**SOURCE**
****************************************

Becoming increasingly interested in these remix works as a particular sort of videographic ontography. And it’s Christopher Walken, a compelling svelte force of affect, desire, and power.
The materialist philosophies that I am looking at with honours students to describe themselves as ‘practical philosophy’. Happy to admit I always wondered what that meant, partly because I couldn’t quite get what a practical philosophy would be (after all it all seemed to be about ideas), and also it seemed if it was ‘practical’ in the sense of ‘doing something’ then was it no longer philosophy.
Our three weeks and my current third reading of Alien Phenomenology combined with other things (see the list below) has helped me clarify this a lot. Practical philosophy in this context is a philosophy that is about doing things, not just thinking about them. Sort of obvious. It might involve primarily ideas, but they are ideas as instruments or tools that are valued for how they can be applied in ways outside of just thinking within or about themselves to other things. So, without this sounding fey or naive, a lot of critical theory expends a lot of energy demonstrating what it is, and then proving that it works. Along they way they sometimes provide a (constrained and often overwhelmingly narrow) account for the way of the world. This account arises from, returns to, revolves around the ideational. The world here risks (and often becomes), little more than abstract proof of the legitimacy of the theory, and so the world is returned to the theory, unchanged, and of course there is then little ability, or recourse, to affect the world. Such work may change my understanding, which is of profound importance (after all what else is education?) but everything remains situated within my use of a theory to account for my understanding of the world, now differently. Here world is subject to thought, thought is primary and it is thought that confers all sorts of things upon the world (sense, meaning, structure).

****************************************

**SUPPLIED RECORDS**
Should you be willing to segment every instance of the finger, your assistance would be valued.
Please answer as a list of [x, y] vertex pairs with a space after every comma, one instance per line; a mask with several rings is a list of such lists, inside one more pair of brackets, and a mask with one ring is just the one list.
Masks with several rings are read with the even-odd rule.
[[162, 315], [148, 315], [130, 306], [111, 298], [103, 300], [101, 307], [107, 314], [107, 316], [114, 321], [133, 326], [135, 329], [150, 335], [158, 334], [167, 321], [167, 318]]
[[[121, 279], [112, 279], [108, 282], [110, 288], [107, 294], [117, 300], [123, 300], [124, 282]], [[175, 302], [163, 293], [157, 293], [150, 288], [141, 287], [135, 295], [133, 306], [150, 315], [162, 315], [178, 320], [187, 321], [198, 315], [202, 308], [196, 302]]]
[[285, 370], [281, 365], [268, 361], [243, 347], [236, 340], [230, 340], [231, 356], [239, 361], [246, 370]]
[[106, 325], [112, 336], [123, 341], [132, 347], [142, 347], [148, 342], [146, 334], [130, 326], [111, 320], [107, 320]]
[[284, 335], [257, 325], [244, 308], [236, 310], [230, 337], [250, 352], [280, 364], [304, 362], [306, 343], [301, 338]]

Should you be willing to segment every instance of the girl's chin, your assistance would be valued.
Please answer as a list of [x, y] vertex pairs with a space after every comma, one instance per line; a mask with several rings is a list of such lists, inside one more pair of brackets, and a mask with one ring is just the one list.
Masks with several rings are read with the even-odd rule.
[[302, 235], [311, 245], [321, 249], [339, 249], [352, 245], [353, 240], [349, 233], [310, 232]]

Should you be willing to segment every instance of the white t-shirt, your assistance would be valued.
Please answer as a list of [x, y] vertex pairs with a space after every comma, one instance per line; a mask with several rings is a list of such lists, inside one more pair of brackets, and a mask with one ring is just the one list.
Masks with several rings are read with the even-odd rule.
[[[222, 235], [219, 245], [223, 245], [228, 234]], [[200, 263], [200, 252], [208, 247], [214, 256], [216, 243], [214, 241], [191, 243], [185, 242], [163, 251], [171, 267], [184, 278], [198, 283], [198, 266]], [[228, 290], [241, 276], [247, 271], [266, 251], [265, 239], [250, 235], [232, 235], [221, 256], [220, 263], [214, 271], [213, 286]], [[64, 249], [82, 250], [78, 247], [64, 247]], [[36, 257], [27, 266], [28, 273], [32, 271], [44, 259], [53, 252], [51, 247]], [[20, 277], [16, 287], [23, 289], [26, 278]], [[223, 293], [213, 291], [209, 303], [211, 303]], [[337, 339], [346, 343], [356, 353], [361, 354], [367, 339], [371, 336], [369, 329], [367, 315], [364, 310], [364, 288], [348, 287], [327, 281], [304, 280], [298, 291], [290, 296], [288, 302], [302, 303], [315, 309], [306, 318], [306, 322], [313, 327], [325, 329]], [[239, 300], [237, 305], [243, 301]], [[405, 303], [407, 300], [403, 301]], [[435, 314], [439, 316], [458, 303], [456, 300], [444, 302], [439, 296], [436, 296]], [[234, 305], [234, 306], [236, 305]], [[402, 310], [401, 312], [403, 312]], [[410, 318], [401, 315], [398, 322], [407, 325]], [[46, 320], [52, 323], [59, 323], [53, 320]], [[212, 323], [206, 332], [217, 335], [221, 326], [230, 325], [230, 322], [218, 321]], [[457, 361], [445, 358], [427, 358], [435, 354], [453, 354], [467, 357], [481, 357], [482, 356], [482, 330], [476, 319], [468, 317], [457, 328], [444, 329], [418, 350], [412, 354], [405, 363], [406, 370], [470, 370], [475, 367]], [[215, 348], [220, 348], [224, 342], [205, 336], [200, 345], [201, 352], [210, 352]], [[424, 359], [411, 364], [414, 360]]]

****************************************

**EXERCISE TASKS**
a) Answer these about the passage on practical philosophy:
(i) Who is called "a compelling svelte force of affect, desire, and power"?
(ii) Which book is the writer reading for the third time?
(iii) According to the final sentence, what three things does thought confer upon the world?
b) In the passage on practical philosophy, rewrite the span between "Becoming increasingly interested" and "no longer philosophy.", inclusive, changing "remix works" to "mashup videos".
c) Continue the passage on practical philosophy from the point where it stops.

**ANSWER LIST**
a)
(i) Christopher Walken
(ii) Alien Phenomenology
(iii) Sense, meaning, and structure

b)
Becoming increasingly interested in these mashup videos as a particular sort of videographic ontography. And it’s Christopher Walken, a compelling svelte force of affect, desire, and power.
The materialist philosophies that I am looking at with honours students to describe themselves as ‘practical philosophy’. Happy to admit I always wondered what that meant, partly because I couldn’t quite get what a practical philosophy would be (after all it all seemed to be about ideas), and also it seemed if it was ‘practical’ in the sense of ‘doing something’ then was it no longer philosophy.

c)
Much like the way some people consider children, and certainly how we once thought of indigenous Australians, animals, ‘nature’, and in ancient Greece those non citizens called slaves. In these cases we are a centre that grants ourselves the autonomy and authority to confer whatever significance we deem matters to these other things. It is regal, solar, and, as we now see, anthropomorphic. The world = what we as humans make of it, and that is what the world is. That’s just an idealised form of cognitive, perceptual and intellectual colonialism.
This is also a way to think about how the ‘new materialism’ and the ‘post humanities’ approach the linguistic turn. The linguistic turn is based on the rise of semiotics, and then structuralism and subsequently post structuralism, as a dominant theoretical model (narratology, Lacanian psychoanalysis, and so a lot of feminist theory, post colonial studies, queer theory, and so on). Meaning trumps materiality, and meaning is treated as a) human, so b) constructed by us, and c) since constructed subjected to external other ‘meanings’ (forces, powers, which have been given various titles such as hegemony, ideology, patriarchy, colonialism and so on). The new materialism is not wishing to discount these, though it does seem to suggest that most have reached an impasse as they can’t account for the material (and today the material has come to matter, if for no other reason than our physical environment is now understood to matter in fundamentally different ways than before), but it does very forcefully want to return to the things that language and meaning can’t do, as well as recognise and explore the nature of things as things quite a part from the point of view provided by linguistic meaning.
Hence, in Bogost, this interest in theories and ideas that do, and the fascination with things as actants (to use Latour’s term), where things are any thing (ideas, objects, forces, of whatever scale and order) and they do stuff, quite independently of what we think they’re for, and what we think they might mean.
Now, the nub of this for our research is quite simple. Most humanities research looks at what things mean, and leaves it at that. This means it struggles to look at anything that falls outside of this quite small sense of ‘meaning’, and more significantly it means we tend to produce work that reports on what things mean, but we are not well versed or skilled in making things that do. If I want people to rethink what video is and could be, I can write about it theoretically (as I do), and I can make things that do things in and with video (as I have done). If I start from theory and then make I run the risk of domesticating what things do within the umbrella of already given meanings. So the task, and it seems rather large, is to make things that do in a way that embraces their ability to do. And to then see what happens. Or what it is.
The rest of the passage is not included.